## Given instruction
Locate the line that contains "of the couple". Print it and every subsequent line through the final line of the records, exactly and only those.

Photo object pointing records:
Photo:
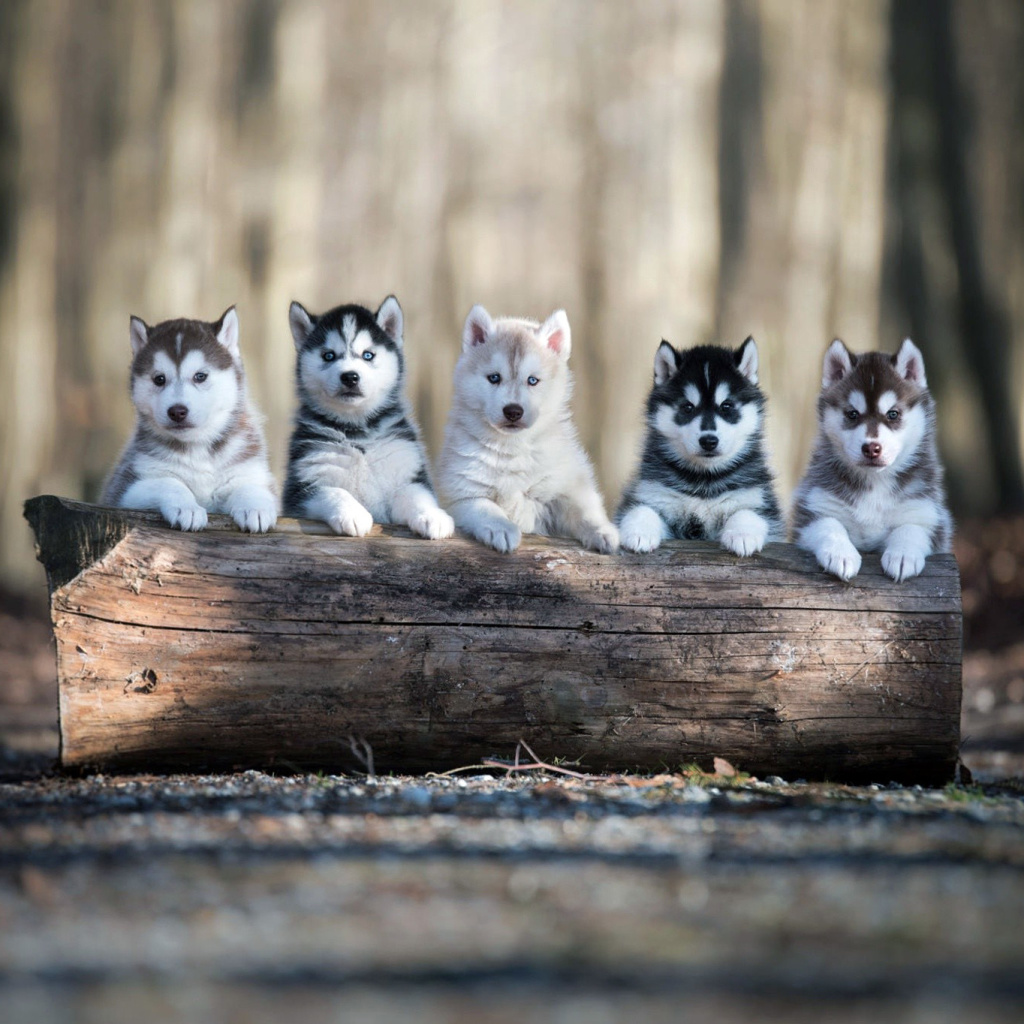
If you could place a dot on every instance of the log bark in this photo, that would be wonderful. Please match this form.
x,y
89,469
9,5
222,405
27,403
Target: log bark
x,y
221,650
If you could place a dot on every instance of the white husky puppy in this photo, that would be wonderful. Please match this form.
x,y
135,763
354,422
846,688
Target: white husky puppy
x,y
198,444
511,461
875,479
355,455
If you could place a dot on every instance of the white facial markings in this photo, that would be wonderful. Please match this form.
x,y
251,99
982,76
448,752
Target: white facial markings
x,y
886,401
348,328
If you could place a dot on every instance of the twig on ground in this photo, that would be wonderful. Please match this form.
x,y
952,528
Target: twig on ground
x,y
363,753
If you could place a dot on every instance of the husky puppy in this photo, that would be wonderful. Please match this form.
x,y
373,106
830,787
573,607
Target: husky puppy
x,y
511,461
702,473
875,479
198,444
355,456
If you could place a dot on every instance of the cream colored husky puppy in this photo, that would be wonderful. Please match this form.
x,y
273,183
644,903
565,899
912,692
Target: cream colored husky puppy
x,y
512,462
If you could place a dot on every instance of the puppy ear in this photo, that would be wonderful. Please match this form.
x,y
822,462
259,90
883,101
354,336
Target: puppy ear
x,y
747,359
666,363
301,324
138,333
226,330
477,328
555,334
839,361
910,364
390,321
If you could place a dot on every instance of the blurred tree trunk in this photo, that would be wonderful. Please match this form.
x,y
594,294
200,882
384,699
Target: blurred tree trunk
x,y
936,262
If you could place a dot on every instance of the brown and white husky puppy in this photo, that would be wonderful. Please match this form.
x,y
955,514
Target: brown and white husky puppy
x,y
875,479
198,444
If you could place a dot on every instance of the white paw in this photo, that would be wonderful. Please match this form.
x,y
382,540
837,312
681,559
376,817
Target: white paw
x,y
901,563
839,557
641,530
603,540
257,519
434,524
504,537
185,516
741,543
351,519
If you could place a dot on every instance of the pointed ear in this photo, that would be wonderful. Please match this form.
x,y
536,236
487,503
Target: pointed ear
x,y
390,321
747,359
476,329
226,330
301,324
910,364
838,364
666,363
555,334
139,334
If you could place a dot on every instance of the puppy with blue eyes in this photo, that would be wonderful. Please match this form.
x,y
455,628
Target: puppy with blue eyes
x,y
512,463
875,479
355,456
702,473
198,444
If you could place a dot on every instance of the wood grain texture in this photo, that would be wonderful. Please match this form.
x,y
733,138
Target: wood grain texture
x,y
221,650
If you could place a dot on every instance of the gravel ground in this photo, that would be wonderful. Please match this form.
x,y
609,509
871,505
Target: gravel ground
x,y
255,897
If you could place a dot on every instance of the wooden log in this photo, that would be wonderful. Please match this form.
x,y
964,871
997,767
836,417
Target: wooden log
x,y
221,650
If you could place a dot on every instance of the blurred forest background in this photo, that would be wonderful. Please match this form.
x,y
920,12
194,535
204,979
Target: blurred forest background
x,y
696,170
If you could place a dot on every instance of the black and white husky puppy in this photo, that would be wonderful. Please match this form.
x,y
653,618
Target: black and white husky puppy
x,y
702,473
198,444
875,479
355,456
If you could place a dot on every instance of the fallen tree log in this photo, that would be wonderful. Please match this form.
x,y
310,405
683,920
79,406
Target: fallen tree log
x,y
222,650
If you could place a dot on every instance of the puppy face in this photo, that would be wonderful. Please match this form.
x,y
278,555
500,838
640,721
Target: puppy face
x,y
873,408
186,376
349,360
706,403
512,373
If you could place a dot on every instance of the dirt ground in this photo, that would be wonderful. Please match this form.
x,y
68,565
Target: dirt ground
x,y
250,897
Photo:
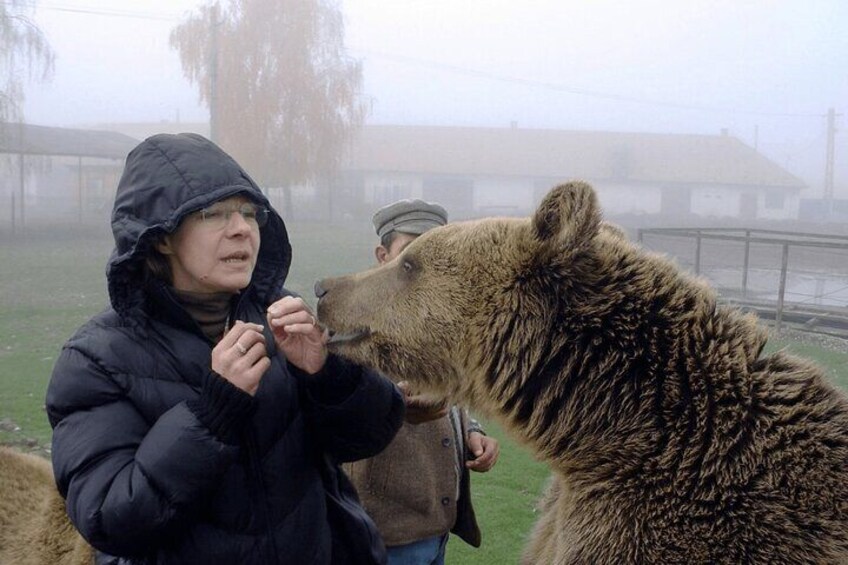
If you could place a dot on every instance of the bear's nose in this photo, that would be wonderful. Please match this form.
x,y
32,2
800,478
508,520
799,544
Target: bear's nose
x,y
319,290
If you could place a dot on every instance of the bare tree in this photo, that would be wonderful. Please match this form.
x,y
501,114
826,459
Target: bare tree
x,y
24,52
284,97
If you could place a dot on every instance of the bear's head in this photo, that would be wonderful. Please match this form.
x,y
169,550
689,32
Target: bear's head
x,y
464,299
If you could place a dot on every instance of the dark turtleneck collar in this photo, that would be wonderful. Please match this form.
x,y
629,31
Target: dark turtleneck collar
x,y
210,310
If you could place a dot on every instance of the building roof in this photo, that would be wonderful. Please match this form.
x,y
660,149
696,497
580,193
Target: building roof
x,y
590,155
29,139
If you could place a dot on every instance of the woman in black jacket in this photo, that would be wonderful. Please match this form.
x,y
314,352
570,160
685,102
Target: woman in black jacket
x,y
200,419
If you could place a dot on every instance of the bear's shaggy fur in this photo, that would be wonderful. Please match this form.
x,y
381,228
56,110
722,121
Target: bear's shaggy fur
x,y
671,437
34,528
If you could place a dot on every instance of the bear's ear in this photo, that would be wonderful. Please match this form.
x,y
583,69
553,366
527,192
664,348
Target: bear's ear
x,y
568,217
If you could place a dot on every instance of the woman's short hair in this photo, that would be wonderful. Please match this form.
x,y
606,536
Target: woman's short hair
x,y
157,265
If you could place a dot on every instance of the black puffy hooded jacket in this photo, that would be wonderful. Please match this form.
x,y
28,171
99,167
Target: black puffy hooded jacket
x,y
146,474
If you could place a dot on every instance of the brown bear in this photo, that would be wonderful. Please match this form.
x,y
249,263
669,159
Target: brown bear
x,y
34,528
671,437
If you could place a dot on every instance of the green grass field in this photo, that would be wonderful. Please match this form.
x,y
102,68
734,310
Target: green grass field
x,y
52,281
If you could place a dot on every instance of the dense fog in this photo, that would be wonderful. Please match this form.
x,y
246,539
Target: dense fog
x,y
694,113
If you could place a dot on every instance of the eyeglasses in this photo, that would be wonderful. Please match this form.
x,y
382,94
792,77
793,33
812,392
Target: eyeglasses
x,y
217,217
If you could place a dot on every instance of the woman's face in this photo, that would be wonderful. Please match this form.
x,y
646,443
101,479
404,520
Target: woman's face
x,y
215,249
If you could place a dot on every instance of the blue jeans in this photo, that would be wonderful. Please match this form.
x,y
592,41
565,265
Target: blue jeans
x,y
430,551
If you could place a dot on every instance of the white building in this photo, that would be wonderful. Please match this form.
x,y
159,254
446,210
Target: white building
x,y
486,171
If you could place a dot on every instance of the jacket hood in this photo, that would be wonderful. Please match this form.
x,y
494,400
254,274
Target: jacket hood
x,y
167,177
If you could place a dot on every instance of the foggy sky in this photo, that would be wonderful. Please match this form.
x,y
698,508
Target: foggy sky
x,y
765,70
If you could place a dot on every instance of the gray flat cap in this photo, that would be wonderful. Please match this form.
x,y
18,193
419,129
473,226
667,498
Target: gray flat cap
x,y
409,216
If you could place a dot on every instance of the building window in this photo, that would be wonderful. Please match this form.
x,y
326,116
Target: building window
x,y
774,199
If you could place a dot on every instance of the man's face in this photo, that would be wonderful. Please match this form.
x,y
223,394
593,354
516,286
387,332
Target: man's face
x,y
399,243
207,257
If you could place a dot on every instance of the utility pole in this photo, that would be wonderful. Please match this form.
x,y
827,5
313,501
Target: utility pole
x,y
828,169
213,73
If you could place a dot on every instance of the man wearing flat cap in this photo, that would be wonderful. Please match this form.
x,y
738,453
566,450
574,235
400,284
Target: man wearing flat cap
x,y
418,489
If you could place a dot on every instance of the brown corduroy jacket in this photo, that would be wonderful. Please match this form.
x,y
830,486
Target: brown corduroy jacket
x,y
419,487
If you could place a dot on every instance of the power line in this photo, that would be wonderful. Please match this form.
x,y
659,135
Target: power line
x,y
100,11
461,70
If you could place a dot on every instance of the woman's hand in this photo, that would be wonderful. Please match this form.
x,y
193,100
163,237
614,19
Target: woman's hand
x,y
240,356
297,334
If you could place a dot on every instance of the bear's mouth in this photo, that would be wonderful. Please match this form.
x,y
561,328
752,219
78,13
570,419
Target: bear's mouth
x,y
339,338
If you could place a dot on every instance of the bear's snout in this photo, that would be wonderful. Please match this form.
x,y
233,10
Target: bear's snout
x,y
319,290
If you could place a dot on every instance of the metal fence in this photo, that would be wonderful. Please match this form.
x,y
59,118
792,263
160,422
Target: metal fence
x,y
805,274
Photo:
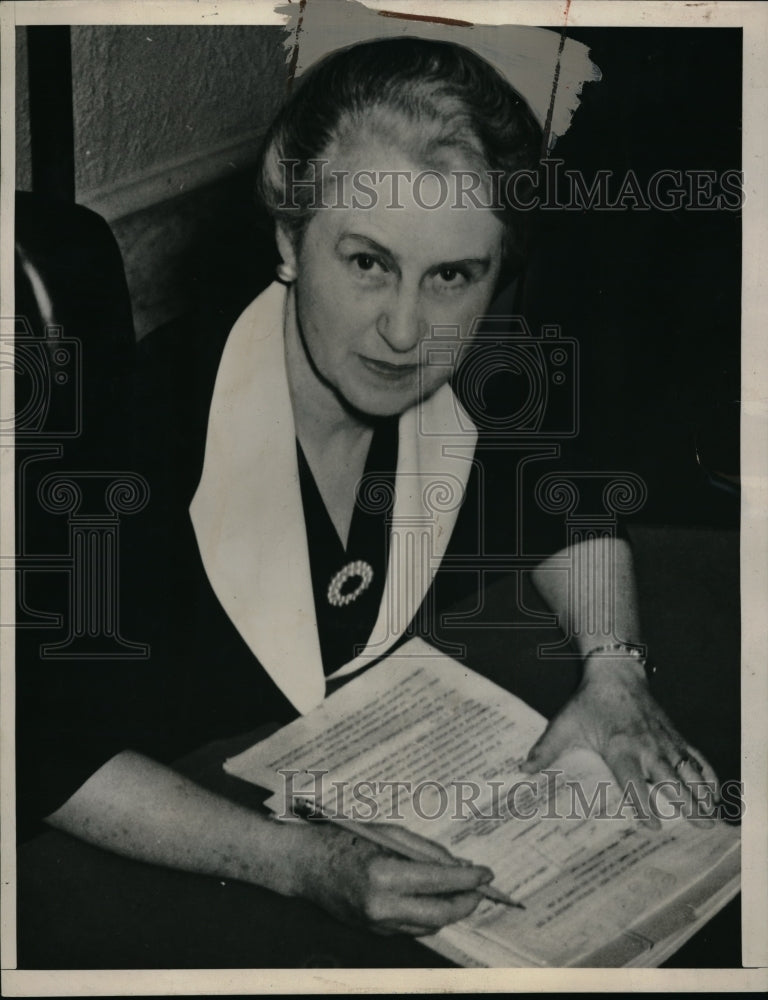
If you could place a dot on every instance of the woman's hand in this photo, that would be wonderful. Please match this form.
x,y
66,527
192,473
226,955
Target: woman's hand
x,y
361,883
613,713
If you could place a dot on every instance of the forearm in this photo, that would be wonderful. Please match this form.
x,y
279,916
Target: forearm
x,y
596,597
147,811
150,813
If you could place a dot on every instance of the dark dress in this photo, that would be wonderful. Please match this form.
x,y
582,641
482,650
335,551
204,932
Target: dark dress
x,y
200,681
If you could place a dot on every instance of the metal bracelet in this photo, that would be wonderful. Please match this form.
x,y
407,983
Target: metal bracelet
x,y
631,649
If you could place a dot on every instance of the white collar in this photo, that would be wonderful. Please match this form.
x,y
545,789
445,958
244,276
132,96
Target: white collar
x,y
249,520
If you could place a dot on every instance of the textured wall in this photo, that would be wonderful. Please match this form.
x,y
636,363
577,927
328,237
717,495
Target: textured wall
x,y
168,120
151,95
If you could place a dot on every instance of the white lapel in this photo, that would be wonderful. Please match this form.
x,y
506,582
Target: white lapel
x,y
249,520
247,511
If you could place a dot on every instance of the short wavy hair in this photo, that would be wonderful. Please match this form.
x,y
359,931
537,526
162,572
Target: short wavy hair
x,y
446,96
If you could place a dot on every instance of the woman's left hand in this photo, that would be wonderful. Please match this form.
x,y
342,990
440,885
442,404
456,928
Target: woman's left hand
x,y
613,713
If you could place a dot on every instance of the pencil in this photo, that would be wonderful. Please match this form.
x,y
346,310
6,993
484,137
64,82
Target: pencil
x,y
375,835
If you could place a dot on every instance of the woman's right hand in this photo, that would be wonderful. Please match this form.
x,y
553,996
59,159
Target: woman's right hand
x,y
361,883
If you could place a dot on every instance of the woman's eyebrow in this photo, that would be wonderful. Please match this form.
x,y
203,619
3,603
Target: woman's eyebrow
x,y
481,264
370,243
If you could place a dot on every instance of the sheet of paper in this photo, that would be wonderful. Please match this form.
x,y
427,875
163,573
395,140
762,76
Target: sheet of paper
x,y
422,741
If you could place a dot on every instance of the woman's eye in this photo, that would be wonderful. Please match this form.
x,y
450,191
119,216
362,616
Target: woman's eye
x,y
450,277
366,262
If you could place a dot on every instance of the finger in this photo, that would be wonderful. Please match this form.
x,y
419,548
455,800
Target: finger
x,y
427,849
634,788
707,772
669,786
422,914
698,774
547,748
426,878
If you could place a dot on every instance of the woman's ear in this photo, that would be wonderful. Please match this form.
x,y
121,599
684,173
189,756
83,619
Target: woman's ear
x,y
288,269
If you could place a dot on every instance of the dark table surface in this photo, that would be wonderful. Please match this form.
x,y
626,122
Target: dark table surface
x,y
83,908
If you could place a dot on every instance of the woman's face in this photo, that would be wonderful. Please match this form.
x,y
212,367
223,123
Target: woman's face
x,y
373,282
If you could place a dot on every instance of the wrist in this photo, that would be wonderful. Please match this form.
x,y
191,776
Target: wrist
x,y
629,658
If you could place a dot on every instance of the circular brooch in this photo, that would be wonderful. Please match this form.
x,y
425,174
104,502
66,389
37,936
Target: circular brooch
x,y
360,569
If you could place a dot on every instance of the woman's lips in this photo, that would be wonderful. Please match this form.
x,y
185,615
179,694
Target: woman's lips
x,y
387,370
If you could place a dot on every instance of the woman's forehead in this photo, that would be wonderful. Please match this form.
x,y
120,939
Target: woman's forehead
x,y
423,224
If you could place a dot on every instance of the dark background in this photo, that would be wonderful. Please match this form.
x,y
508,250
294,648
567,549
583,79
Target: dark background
x,y
653,297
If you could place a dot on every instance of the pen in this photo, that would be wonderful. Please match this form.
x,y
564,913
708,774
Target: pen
x,y
375,835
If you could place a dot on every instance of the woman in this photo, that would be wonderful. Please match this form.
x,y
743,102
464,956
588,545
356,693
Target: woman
x,y
327,377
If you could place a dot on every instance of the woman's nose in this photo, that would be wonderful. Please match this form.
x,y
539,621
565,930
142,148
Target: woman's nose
x,y
401,324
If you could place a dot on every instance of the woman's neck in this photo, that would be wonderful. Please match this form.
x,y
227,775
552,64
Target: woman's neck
x,y
319,415
334,440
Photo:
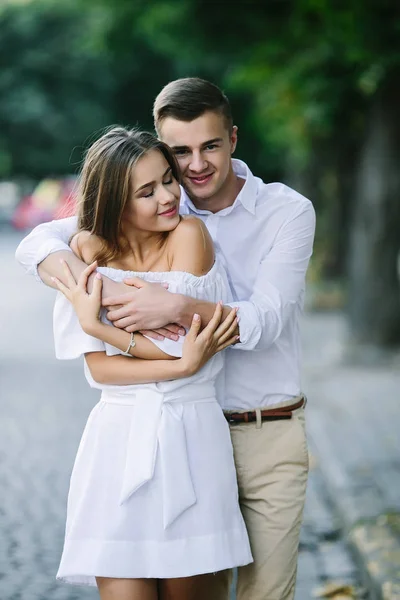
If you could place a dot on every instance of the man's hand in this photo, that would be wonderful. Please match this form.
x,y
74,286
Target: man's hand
x,y
149,307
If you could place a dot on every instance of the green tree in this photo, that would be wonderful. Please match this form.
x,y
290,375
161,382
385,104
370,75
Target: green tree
x,y
321,81
55,88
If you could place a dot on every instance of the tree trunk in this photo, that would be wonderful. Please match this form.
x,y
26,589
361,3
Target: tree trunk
x,y
374,290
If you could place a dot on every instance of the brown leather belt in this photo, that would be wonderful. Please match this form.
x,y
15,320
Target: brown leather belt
x,y
267,414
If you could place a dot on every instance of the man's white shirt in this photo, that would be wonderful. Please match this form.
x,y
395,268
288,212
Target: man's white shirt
x,y
265,240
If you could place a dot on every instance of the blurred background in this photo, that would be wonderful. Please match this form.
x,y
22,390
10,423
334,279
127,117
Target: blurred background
x,y
315,91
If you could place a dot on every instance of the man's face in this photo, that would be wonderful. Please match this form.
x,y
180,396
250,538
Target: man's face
x,y
203,148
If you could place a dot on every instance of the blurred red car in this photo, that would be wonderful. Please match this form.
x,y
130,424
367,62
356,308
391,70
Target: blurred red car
x,y
51,199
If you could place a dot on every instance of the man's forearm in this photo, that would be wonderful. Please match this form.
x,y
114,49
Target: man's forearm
x,y
52,267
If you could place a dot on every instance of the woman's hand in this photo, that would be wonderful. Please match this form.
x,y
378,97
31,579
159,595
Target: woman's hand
x,y
198,348
87,306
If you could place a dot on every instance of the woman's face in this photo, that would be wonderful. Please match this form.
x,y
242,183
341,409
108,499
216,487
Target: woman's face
x,y
154,201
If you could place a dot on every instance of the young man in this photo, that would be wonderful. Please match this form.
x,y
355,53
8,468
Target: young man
x,y
264,234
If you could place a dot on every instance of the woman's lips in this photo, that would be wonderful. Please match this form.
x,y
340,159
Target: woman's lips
x,y
169,213
201,180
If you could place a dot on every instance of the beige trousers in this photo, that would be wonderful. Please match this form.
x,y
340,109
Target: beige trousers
x,y
272,468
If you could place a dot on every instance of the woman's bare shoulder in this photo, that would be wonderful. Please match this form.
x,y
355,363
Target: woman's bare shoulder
x,y
86,245
192,249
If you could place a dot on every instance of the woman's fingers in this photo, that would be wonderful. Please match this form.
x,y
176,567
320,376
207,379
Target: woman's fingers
x,y
214,321
63,288
220,338
227,322
84,276
232,340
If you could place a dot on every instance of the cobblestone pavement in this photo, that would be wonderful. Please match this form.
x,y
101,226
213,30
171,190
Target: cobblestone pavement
x,y
44,404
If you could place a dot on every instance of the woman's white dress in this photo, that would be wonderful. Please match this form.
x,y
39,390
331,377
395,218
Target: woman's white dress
x,y
153,490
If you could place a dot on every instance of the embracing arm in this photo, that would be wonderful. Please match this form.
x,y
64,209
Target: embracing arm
x,y
279,284
40,253
123,370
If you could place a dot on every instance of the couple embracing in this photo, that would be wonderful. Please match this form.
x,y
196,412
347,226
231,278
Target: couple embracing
x,y
185,303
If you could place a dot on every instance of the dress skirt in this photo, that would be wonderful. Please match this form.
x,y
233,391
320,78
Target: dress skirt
x,y
153,491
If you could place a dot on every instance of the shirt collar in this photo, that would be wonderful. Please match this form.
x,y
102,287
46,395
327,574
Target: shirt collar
x,y
247,195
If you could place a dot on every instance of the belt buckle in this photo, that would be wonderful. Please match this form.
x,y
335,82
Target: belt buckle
x,y
230,419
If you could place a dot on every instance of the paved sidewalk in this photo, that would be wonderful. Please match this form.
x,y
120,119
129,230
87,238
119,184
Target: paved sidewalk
x,y
44,405
353,419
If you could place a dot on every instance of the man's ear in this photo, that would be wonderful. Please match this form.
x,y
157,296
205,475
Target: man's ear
x,y
234,139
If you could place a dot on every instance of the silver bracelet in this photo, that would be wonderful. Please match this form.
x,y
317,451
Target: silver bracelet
x,y
132,344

## Solution to the exercise
If you could place a dot on every instance of the couple embracing in this photo, that would be wonderful. Please match this form.
x,y
196,412
347,226
231,278
Target: couple embracing
x,y
185,303
If you could place a dot on every instance of the dress skirt in this photo, that would be wonderful. Please match this form.
x,y
233,391
320,78
Target: dress skirt
x,y
153,491
If you could place a dot on every instance of the shirt collar in this photo, that would be wonderful. Please match this form.
x,y
102,287
46,395
327,574
Target: shirt collar
x,y
247,195
If you could place a dot on every instance of the belt buckle in this photo, that would be wonderful. Please match this form.
x,y
335,82
Target: belt buckle
x,y
230,419
If you could place a dot on every instance of the paved sidewalk in this photo, that would be wonderful. Please match this form.
x,y
120,119
129,230
87,238
119,184
Target: paved sidewalk
x,y
44,405
353,419
If you could place a dot on every instance of the man's ear in this photo, that would be wonderful. Please match this form.
x,y
157,296
205,475
Target: man's ear
x,y
234,139
If you could place a dot on every instance of the silver bracelet in this photo, that would be wonderful. Please match this form.
x,y
317,451
Target: silver bracelet
x,y
132,344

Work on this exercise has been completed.